— Given text —
The ‘White Face’

Why the “white face”?
Do you paint your face for our date?
Why are there two/three lines of naked skin on the back of Maiko’s neck?
Why are arms and hands not painted white?

shutterstock_433118620Technically speaking, Geisha’s make-up is much more than just white. It is an artistic combination of white, red and black. Maiko have more red blended into their make-up to emphasise their youth; Geiko have less to stress their maturity and skills.

The white-painted face of Geisha is nothing symbolistic (sexual or non-sexual). On the contrary, it has a function similar to stage lighting. In the old days when there was only dim candle light, white make-up was made a tradition for Geisha and Kabuki performers, to give the guests/audience a clearer look of their facial expressions.

In other words, Geisha’s face is the stage, and she herself is the living theatre.

— Written instruction A —
Summarize the text on the Geisha's white face in two sentences.

— Source records —
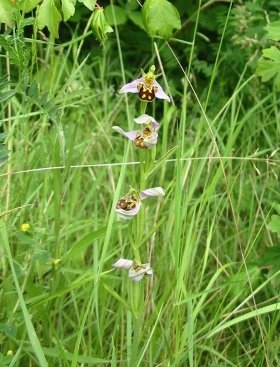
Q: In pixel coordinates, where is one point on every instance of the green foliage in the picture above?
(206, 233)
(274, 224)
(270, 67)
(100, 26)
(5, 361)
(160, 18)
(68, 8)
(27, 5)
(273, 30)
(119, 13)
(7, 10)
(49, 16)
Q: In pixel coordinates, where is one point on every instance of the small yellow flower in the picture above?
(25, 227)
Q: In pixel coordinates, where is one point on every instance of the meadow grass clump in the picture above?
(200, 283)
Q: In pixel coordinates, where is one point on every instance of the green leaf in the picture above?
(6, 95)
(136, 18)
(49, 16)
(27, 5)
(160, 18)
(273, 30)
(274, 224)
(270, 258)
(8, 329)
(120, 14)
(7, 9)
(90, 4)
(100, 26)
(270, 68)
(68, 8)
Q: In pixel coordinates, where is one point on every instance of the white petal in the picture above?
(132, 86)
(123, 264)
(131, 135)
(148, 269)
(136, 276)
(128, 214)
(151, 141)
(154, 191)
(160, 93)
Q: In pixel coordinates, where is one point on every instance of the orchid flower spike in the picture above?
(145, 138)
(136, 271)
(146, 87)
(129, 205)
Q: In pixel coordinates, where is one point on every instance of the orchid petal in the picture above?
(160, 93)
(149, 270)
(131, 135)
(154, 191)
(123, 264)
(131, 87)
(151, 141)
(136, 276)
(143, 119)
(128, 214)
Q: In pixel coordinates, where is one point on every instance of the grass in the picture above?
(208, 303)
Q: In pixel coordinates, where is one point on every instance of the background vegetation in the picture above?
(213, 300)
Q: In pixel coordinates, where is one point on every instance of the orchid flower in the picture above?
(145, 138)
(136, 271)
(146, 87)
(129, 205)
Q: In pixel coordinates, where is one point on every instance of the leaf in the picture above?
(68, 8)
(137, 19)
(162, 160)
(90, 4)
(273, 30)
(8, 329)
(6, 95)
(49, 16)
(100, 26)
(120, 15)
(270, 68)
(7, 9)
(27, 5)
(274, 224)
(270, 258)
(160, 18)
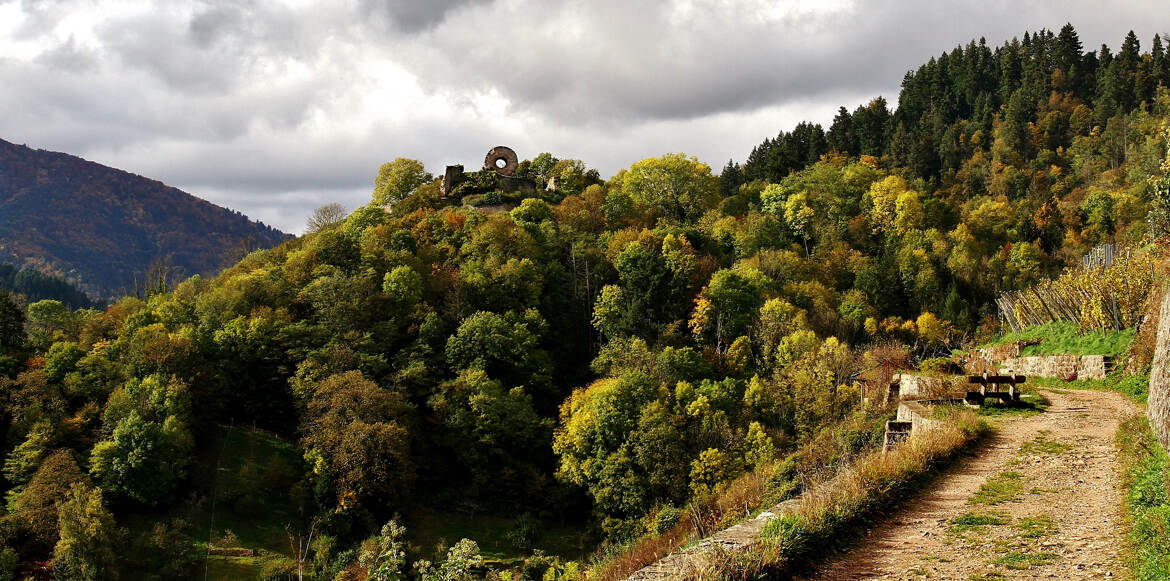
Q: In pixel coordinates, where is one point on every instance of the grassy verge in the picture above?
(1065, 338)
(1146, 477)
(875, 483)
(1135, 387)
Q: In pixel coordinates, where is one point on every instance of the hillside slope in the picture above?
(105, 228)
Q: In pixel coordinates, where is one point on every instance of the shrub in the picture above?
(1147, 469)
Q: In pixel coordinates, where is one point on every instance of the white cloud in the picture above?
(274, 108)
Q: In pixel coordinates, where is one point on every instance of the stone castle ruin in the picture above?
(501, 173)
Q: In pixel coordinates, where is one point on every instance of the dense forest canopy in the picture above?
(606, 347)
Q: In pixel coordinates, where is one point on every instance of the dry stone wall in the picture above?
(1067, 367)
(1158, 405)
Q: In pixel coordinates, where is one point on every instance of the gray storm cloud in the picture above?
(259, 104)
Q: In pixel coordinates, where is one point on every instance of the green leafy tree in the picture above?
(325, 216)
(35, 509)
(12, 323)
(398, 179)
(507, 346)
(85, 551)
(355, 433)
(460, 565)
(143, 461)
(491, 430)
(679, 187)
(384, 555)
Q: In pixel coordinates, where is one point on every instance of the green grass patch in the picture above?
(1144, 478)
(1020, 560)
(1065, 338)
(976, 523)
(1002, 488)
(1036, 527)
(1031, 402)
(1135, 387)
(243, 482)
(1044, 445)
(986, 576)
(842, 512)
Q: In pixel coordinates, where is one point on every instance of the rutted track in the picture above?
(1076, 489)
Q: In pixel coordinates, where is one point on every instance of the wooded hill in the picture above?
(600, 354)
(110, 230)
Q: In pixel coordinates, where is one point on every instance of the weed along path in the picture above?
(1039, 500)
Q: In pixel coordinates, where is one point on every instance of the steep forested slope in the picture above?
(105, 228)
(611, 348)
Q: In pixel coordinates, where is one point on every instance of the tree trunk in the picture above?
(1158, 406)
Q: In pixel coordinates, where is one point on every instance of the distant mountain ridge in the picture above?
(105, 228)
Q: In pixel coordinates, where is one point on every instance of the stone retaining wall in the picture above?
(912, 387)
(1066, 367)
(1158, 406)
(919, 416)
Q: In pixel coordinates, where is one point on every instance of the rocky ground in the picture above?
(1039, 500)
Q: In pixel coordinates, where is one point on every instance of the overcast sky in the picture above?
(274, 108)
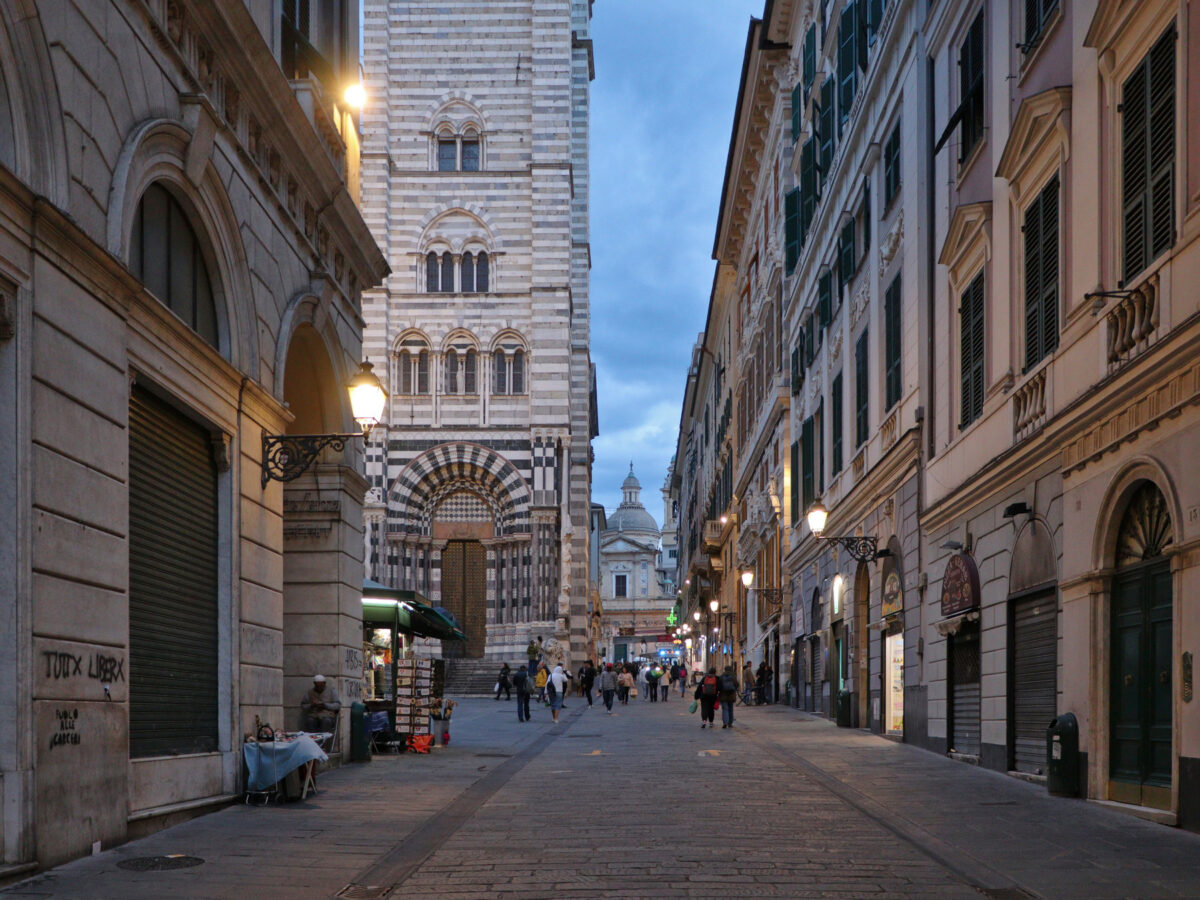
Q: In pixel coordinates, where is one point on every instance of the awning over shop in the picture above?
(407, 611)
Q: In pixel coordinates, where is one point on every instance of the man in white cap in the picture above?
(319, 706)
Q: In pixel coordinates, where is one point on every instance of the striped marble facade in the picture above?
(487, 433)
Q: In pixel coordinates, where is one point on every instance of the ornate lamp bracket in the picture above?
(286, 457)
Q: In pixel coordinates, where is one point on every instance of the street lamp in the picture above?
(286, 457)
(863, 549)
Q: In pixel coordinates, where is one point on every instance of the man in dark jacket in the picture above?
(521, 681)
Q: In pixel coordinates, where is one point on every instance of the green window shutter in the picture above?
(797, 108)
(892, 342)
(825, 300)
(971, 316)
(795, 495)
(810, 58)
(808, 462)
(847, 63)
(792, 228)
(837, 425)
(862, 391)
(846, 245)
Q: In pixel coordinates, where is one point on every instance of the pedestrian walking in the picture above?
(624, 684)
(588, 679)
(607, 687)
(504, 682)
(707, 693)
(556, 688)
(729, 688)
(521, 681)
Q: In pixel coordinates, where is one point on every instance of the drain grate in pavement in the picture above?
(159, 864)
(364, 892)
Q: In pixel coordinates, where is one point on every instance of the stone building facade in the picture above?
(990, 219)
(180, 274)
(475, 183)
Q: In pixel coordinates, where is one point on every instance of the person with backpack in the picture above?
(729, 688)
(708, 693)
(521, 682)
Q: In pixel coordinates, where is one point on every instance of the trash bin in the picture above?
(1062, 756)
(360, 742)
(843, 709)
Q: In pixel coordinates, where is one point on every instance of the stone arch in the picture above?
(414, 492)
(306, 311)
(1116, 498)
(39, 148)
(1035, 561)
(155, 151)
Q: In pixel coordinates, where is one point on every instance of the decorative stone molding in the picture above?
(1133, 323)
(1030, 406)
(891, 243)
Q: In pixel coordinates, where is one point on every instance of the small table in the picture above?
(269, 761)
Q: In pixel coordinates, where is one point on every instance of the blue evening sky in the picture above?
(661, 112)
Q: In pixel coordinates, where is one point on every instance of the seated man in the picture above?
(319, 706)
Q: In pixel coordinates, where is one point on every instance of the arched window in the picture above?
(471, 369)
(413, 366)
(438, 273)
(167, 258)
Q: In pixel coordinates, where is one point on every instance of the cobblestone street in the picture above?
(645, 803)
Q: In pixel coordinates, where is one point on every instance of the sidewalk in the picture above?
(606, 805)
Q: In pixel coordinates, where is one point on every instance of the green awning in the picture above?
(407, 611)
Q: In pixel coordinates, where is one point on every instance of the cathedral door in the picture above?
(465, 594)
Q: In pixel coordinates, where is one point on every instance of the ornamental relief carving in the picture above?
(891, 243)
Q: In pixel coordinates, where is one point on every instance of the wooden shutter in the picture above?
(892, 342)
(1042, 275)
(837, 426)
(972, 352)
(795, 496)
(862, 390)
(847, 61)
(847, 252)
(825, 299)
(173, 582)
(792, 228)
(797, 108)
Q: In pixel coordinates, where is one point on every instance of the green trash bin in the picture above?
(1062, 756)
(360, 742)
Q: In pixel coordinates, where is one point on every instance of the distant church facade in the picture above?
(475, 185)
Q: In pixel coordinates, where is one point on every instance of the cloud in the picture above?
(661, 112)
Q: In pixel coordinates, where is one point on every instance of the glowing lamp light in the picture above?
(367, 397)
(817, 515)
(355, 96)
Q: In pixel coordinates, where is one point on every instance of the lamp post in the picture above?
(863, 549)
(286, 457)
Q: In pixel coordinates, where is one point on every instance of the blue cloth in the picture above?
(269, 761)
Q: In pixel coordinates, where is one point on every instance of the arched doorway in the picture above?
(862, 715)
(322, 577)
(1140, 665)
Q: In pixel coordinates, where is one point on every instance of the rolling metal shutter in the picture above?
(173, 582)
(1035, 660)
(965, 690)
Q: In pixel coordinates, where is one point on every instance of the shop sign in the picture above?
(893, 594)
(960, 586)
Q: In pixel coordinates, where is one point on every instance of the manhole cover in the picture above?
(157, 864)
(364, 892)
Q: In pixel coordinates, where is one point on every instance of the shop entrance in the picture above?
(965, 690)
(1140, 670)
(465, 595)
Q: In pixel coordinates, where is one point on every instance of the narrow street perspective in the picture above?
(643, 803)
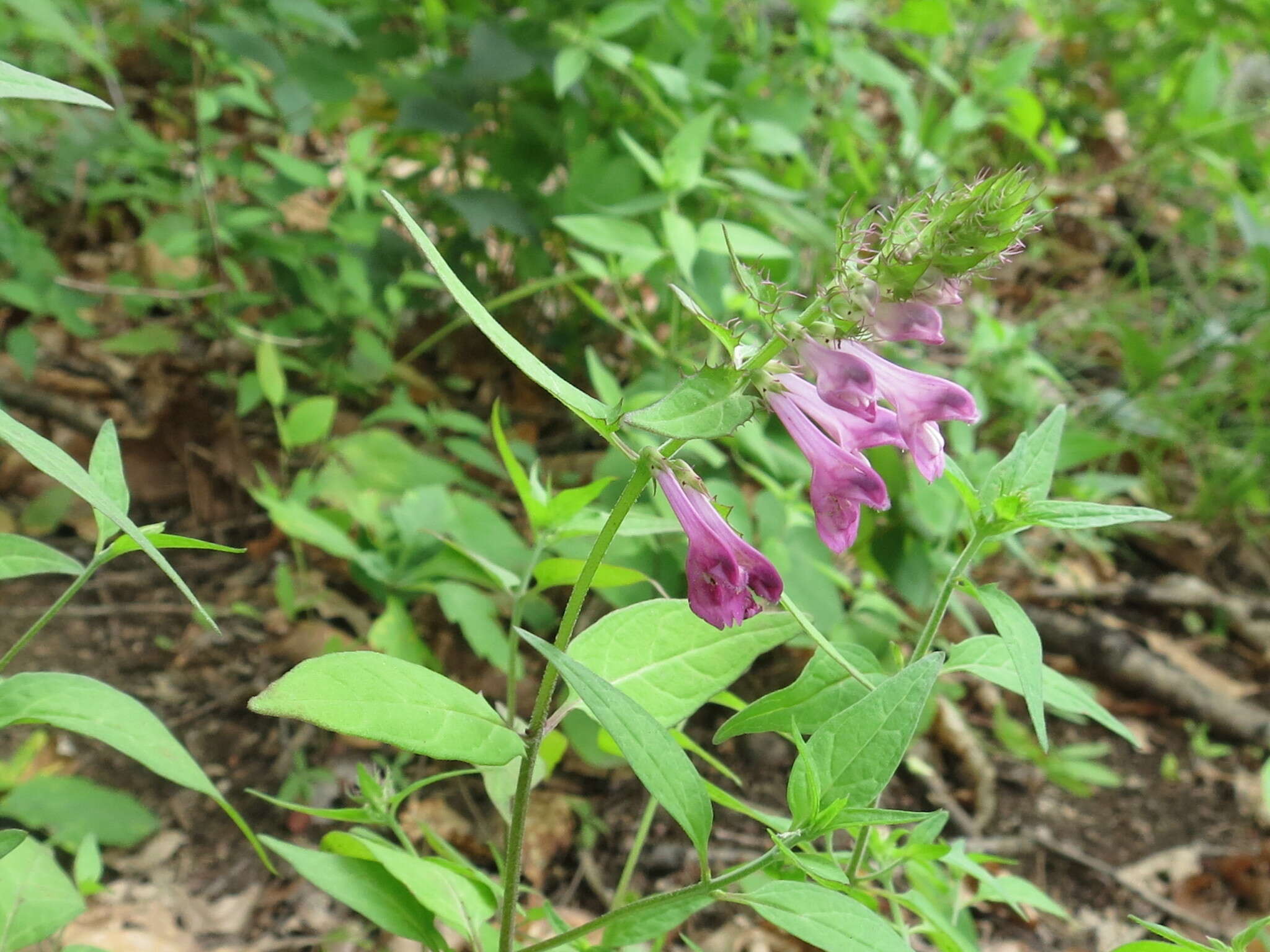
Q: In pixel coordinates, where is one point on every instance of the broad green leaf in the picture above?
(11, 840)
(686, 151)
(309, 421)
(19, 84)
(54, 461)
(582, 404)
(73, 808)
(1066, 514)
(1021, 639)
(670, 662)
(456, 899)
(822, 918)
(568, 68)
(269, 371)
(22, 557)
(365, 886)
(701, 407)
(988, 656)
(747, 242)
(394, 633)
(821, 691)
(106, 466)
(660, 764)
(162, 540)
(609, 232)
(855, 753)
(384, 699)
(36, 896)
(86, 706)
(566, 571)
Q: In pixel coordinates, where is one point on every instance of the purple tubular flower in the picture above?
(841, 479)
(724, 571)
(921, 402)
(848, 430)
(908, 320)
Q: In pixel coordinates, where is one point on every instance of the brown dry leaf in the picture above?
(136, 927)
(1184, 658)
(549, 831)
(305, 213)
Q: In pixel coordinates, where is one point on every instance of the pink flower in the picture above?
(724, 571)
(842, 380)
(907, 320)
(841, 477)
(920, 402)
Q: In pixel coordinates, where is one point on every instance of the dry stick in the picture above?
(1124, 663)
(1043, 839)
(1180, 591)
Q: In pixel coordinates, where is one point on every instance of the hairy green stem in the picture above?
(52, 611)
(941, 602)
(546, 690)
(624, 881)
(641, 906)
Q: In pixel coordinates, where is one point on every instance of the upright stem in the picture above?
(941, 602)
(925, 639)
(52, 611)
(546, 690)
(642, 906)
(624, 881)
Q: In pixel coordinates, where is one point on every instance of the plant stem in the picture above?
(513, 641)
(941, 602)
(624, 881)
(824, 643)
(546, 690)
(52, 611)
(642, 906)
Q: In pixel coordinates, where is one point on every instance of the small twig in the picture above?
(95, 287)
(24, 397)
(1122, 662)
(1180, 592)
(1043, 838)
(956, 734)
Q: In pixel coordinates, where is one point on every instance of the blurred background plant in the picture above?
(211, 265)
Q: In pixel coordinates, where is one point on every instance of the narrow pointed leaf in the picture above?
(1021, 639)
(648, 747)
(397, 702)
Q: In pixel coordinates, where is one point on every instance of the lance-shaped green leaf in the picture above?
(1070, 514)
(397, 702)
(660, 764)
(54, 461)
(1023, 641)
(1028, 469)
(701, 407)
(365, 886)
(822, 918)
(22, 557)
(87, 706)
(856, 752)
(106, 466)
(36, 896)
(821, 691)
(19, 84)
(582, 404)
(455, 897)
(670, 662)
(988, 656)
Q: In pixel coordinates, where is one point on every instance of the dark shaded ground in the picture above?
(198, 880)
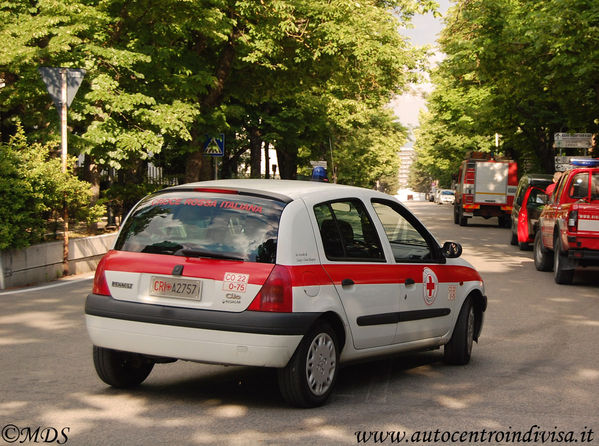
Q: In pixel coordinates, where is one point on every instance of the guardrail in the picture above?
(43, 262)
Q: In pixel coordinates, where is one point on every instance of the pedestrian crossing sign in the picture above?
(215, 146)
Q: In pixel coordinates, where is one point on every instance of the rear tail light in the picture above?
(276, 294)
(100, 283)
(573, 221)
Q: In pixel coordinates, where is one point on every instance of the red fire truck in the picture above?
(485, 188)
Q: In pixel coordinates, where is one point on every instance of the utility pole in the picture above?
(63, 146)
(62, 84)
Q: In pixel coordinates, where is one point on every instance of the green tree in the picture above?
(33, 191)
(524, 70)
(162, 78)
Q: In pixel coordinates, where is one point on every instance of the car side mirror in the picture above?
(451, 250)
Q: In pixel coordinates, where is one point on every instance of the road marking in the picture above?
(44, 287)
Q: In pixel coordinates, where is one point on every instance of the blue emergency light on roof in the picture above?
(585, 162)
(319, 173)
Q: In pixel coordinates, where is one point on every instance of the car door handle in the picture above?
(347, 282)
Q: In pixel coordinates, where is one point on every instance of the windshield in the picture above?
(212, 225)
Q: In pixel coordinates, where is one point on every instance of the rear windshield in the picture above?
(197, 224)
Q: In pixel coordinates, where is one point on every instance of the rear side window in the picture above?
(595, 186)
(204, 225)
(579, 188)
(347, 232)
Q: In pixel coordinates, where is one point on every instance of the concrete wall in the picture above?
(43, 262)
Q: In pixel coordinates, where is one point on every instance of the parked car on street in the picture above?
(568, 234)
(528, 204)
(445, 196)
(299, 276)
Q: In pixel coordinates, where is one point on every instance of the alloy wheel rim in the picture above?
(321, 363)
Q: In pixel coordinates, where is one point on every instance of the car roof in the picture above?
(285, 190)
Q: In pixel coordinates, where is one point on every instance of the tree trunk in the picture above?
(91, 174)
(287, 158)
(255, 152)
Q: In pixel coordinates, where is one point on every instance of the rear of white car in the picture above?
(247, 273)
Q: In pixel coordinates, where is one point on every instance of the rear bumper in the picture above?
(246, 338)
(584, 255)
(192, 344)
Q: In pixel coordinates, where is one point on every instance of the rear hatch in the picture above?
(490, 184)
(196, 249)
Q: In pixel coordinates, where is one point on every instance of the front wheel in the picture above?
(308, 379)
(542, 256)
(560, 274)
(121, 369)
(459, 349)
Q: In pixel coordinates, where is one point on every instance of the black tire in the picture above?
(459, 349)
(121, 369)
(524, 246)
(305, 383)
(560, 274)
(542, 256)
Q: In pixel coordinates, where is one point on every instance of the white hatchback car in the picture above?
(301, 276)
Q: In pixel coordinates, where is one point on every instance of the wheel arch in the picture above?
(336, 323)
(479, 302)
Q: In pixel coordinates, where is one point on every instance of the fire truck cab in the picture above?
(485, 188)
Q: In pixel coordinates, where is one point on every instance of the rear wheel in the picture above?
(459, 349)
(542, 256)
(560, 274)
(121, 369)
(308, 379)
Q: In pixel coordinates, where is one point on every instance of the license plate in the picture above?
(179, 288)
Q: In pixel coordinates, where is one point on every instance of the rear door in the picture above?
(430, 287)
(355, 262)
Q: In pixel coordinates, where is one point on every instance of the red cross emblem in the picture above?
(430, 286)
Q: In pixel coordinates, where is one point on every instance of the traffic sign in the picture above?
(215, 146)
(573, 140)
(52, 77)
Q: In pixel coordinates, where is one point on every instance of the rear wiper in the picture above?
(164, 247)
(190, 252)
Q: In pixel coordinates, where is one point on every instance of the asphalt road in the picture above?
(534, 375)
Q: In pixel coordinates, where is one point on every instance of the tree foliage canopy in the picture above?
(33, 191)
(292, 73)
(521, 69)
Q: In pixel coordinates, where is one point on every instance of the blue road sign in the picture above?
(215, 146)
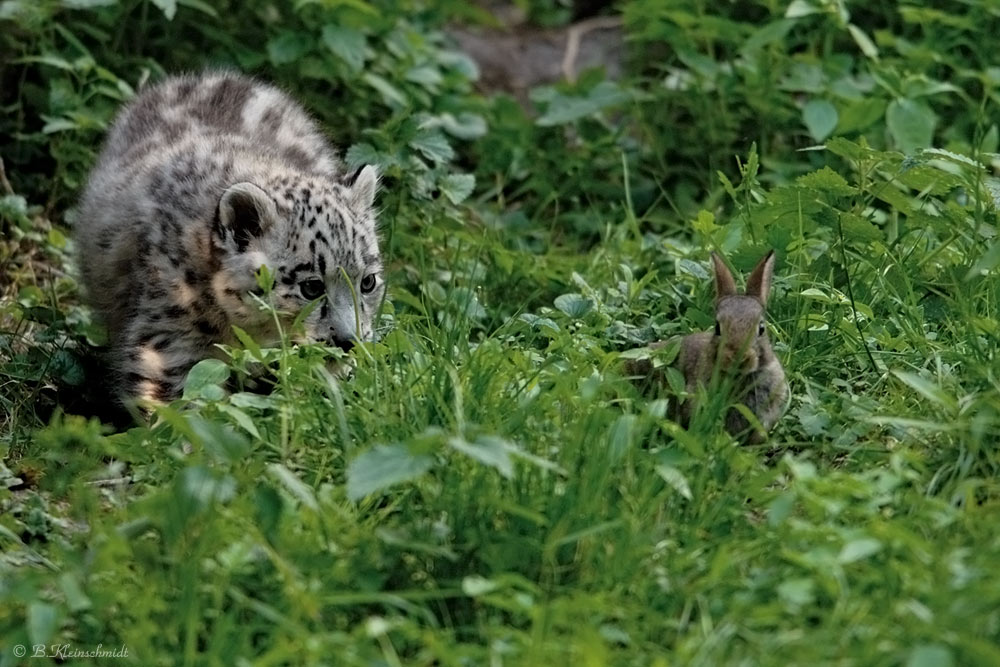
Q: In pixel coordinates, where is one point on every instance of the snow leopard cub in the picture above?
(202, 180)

— Written instruction B —
In the entries, copy out the lines from the one containing "green trash bin in the picture above?" up to and including the one containing "(1140, 665)", character for character.

— Correct output A —
Geisha make-up is a combination of white, red, and black, with Maiko wearing more red to emphasize their youth and Geiko less to stress their maturity and skills. The white face is not symbolic but works like stage lighting, a tradition from the days of dim candle light that let guests and audiences see Geisha and Kabuki performers' facial expressions more clearly.

— Correct output B —
Q: In pixel coordinates, where is one point on every instance of the green trash bin in the picture above?
(1062, 756)
(360, 742)
Q: In pixel coordinates, where is one point on every instance of the distant church facade in the picture above?
(475, 185)
Q: In pixel coordinates, where is one point on every instance of the cloud in the picture above?
(661, 112)
Q: In pixel coordinates, where is one point on every instance of the glowing lamp light in the picture above?
(367, 397)
(817, 515)
(355, 96)
Q: In pixel coordinates, where is one point on every instance of the lamp post in the picture above?
(863, 549)
(286, 457)
Q: In pixel coordinates, where is one point on every instance of the blue cloth in the picture above?
(269, 761)
Q: In pixel coordinates, where is one point on every instance of the arched doorway in the picture above?
(862, 715)
(322, 577)
(1140, 665)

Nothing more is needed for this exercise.